* YOUR GOAL:
Needed from the entries below: every line that holds the word "sweatshirt".

* GIVEN INFORMATION:
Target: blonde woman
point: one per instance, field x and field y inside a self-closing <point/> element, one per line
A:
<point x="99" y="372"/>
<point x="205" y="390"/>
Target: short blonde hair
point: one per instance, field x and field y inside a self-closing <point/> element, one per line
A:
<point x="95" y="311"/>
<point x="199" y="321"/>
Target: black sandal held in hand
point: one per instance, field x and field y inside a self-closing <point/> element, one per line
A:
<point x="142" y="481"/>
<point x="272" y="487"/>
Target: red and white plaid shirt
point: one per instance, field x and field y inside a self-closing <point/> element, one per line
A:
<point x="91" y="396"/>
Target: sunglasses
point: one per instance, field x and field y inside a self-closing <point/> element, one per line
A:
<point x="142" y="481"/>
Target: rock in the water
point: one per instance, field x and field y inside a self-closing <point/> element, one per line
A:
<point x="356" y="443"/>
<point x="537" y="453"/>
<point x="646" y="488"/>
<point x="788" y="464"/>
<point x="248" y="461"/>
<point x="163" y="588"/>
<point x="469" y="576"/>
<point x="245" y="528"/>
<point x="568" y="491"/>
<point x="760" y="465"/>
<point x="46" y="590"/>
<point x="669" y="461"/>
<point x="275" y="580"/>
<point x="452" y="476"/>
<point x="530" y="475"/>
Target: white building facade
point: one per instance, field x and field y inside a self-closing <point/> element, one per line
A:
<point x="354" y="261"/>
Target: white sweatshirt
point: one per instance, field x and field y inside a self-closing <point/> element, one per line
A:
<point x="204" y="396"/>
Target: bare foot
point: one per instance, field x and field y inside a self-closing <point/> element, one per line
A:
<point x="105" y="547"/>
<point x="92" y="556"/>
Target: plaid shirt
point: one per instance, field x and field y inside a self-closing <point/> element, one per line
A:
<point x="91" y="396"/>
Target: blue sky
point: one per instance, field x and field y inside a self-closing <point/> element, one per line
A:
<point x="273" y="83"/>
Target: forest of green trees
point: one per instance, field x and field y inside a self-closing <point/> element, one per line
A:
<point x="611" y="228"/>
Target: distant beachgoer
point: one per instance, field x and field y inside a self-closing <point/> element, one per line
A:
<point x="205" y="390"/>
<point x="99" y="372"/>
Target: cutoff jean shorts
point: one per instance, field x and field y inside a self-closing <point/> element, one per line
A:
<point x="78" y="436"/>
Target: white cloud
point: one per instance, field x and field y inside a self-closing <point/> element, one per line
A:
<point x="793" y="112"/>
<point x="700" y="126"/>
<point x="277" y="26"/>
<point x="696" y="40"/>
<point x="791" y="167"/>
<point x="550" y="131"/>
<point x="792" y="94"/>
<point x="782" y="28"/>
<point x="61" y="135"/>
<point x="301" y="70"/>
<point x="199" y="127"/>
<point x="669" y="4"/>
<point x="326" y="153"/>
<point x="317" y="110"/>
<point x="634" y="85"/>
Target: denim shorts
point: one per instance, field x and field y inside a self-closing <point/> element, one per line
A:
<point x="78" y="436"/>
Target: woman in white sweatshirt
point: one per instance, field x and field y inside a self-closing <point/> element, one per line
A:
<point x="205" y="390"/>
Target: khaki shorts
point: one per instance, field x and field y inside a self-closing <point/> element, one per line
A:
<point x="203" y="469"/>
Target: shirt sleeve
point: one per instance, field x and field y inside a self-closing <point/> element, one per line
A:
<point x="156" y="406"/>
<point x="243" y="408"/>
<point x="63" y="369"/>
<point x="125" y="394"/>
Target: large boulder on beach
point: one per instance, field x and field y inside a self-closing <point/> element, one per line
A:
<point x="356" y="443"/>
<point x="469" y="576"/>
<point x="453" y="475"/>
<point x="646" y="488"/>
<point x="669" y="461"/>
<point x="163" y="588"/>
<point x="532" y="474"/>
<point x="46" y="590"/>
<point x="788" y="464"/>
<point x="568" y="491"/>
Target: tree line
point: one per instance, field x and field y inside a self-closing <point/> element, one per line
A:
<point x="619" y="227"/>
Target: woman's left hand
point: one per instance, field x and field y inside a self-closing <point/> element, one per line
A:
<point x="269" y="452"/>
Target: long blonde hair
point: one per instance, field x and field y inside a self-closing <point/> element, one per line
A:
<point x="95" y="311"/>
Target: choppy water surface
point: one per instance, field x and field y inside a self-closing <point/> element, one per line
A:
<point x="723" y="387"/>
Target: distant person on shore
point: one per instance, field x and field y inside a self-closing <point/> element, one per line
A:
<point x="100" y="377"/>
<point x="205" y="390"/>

* SOLUTION TO THIS TASK:
Target: white sweatshirt
Target: woman in white sweatshirt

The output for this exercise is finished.